:: ТЕКСТ ::
Я же - по понятным причинам - с особым тщанием читаю и перечитываю ее рыбинское дело (точнее, щербаковское - Рыбинск "кликали" тогда Щербаковым, по имени рано ожиревшего и отжившего сталинского сатрапа родом из Рыбинска; семь купцов Щербаковых в Верхневолжье была хорошо известна). Было мне в ту пору два с половиной, ну, чуть больше, года, и жили мы в Рыбинске, пардон, Щербакове, на улице Дзержинского - окнами прямехонько на НКВД, красный дом в стиле модерн начала века. И, возможно, украшали с бабушкой елку старыми блестко припудренными игрушками, когда метрах от силы в двухстах, да меньше - через стену нашего дома, неширокую улицу, стену НКВД, допрашивали Анну Васильевну. "Я никакой антисоветской деятельностью не занималась. ...Предъявленное мне обвинение основано на вымышленных показаниях свидетелей и искажении фактов... Нет, Ходсон и не думал меня вербовать, и никакой шпионской деятельностью не занималась"[2].
:::
--- ЗАДАНИЯ ---
A: Согласно воспоминаниям о Рыбинске, на какой улице стоял дом, окна которого выходили прямо на НКВД?
B: Перескажи воспоминания о Рыбинске в двух предложениях.
C: Продолжи воспоминания о Рыбинске после последней фразы.
:: СПИСОК ::
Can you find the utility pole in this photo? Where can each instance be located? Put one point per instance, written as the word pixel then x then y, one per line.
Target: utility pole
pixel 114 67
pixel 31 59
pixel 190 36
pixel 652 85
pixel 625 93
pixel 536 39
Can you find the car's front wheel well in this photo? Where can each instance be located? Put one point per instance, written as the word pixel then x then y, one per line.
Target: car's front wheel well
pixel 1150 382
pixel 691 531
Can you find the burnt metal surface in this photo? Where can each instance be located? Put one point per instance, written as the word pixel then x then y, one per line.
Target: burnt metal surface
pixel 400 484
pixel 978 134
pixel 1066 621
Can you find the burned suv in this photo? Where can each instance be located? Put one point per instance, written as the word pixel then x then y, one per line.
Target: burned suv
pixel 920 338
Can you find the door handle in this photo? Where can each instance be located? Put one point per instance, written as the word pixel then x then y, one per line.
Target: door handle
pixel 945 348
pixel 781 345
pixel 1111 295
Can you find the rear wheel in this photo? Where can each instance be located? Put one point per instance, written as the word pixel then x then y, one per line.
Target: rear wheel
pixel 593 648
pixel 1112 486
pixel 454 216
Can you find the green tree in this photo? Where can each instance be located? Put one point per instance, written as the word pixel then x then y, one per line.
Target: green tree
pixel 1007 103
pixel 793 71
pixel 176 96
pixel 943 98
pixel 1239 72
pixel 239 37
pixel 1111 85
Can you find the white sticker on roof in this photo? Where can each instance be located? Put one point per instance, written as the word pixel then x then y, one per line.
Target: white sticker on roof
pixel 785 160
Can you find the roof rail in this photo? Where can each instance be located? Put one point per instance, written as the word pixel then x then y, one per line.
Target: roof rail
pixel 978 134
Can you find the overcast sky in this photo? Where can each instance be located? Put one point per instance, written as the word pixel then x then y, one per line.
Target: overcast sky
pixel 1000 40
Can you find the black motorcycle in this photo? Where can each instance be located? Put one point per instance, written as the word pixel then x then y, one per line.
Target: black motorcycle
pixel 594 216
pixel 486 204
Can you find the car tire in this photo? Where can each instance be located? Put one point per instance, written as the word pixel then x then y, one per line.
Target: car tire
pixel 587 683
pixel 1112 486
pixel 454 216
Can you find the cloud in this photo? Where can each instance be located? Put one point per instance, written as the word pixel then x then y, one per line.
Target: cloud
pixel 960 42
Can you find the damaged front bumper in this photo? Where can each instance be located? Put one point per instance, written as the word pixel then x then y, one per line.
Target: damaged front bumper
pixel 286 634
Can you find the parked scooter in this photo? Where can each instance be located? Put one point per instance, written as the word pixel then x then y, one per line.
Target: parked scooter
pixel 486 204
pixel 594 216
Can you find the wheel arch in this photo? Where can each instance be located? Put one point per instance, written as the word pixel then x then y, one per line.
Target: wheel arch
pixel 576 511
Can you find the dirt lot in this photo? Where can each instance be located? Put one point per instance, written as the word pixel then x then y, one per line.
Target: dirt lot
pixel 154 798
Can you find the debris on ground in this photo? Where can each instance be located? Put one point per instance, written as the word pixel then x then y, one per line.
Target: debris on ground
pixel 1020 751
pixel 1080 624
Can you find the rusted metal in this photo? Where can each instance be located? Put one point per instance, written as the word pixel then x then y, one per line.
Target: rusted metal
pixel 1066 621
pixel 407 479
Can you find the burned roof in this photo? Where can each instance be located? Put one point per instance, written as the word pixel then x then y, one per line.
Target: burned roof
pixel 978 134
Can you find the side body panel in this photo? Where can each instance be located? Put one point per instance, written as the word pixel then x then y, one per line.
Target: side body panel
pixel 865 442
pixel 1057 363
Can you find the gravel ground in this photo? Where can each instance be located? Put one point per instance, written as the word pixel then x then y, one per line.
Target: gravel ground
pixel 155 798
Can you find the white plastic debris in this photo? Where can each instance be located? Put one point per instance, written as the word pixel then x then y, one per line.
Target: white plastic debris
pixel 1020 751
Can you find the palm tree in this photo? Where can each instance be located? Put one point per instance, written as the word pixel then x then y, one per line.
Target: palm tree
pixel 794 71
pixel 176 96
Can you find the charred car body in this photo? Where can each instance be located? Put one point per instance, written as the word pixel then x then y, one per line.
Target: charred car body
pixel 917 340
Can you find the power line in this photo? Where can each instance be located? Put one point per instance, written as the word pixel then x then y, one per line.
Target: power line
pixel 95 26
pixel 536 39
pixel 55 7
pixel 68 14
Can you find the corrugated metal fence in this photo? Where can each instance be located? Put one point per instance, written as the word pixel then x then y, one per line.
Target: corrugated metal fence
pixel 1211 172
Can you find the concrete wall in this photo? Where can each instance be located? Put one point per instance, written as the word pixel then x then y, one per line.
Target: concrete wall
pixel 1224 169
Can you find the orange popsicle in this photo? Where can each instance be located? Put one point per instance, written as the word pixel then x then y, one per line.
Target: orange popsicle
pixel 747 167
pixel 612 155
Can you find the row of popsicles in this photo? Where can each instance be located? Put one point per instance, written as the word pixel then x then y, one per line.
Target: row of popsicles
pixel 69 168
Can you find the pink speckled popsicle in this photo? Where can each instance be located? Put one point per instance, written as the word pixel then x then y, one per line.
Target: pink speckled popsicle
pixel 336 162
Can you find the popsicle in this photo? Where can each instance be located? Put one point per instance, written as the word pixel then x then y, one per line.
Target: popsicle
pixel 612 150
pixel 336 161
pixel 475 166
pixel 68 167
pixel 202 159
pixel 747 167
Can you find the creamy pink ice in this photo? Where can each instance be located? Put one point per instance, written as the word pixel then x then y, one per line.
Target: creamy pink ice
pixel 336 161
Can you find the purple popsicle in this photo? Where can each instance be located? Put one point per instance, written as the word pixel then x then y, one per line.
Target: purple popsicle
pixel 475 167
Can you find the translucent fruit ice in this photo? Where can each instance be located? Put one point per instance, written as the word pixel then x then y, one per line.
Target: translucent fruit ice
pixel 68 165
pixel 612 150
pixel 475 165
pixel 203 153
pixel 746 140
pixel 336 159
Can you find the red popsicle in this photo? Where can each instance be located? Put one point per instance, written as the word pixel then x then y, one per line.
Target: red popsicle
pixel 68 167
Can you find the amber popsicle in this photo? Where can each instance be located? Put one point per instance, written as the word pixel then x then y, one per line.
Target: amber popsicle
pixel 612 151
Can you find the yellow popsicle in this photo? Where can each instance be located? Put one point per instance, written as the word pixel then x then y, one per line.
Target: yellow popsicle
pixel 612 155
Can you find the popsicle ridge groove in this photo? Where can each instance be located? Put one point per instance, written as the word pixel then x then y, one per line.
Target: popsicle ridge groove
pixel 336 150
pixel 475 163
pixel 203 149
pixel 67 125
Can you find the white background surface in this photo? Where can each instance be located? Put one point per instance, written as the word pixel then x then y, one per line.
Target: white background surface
:::
--- ОТВЕТЫ ---
A: На улице Дзержинского.

B: Автор с особым тщанием перечитывает рыбинское, точнее щербаковское, дело Анны Васильевны: Рыбинск тогда называли Щербаковым по имени сталинского сатрапа родом из этого города. Когда автору было около двух с половиной лет, семья жила на улице Дзержинского окнами на НКВД, а совсем рядом, через улицу, допрашивали Анну Васильевну, которая отрицала и антисоветскую деятельность, и шпионаж.

C:
Анну Васильевну этапируют в Красноярский край - "как социально опасную личность по связям с контрреволюционным элементом".
Реабилитирована "подчистую" была она только в 1960 году.
Миф, что она "умерла в нищете" и забвении[3], рассеивают уже упоминавшиеся воспоминания И. К. Сафонова. Да, пенсия, которую выхлопотали ей "за отца" (выдающегося музыкального деятел Василия Ильича Сафонова) Шостакович, Ойстрах и прочие корифеи, была... 45 рублей. Но бывшая многолетняя зечка (ее судьба протяженностью гулагского срока сопоставима с мытарствами поэтессы Анны Барковой) понимала жизнь и умела радоваться ей даже и "на такие деньги". У нее были друзья, был круг общения очень высокого уровня (куда входил, к примеру, один из лучших наших поэтов 70 - 80-х годов Александр Величанский), а главное, было живое христианское мировоззрение, с которым уже ничего не страшно.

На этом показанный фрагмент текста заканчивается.